— Start Dataset content —
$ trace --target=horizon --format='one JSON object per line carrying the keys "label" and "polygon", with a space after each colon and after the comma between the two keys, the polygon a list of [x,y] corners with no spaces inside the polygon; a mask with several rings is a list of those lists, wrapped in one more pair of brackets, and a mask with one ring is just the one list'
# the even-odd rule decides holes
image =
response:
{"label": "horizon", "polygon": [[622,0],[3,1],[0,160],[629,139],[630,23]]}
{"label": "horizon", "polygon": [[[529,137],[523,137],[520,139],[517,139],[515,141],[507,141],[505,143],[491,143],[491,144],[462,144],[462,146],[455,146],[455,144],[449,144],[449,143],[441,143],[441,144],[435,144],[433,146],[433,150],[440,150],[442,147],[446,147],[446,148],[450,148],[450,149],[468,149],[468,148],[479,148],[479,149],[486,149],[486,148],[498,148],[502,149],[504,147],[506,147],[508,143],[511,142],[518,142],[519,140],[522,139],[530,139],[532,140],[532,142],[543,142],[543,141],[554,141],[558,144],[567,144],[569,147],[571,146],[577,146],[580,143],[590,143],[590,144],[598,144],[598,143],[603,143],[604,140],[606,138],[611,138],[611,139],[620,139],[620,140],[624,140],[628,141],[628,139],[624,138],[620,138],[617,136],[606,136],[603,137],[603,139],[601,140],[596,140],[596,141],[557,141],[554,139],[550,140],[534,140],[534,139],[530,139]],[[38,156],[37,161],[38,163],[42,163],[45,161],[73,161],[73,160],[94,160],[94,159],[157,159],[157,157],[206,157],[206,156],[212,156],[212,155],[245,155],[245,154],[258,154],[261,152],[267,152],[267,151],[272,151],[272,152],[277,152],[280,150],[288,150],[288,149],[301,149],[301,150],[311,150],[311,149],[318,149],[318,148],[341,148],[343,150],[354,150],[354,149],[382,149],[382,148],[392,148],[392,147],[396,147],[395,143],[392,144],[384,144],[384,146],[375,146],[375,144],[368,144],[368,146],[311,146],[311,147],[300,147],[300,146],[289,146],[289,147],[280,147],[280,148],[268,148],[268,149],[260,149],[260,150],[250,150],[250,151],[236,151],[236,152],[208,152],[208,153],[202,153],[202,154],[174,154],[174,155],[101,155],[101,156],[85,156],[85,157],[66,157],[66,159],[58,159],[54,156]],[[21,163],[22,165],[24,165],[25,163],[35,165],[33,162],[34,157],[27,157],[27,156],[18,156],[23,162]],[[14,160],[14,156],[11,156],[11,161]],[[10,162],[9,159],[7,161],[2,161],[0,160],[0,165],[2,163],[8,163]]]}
— End Dataset content —
Instruction: Return each line of the items above that contains the word "those". Case counts.

Output for this exercise:
$ trace --target=horizon --format='one JSON object per line carrying the keys "label" and "polygon", with a space after each colon and after the comma between the two keys, the polygon a list of [x,y] corners with no spaces inside the polygon; a mask with several rings is a list of those lists, wrapped in one more pair of brackets, and a mask with one ring is just the one list'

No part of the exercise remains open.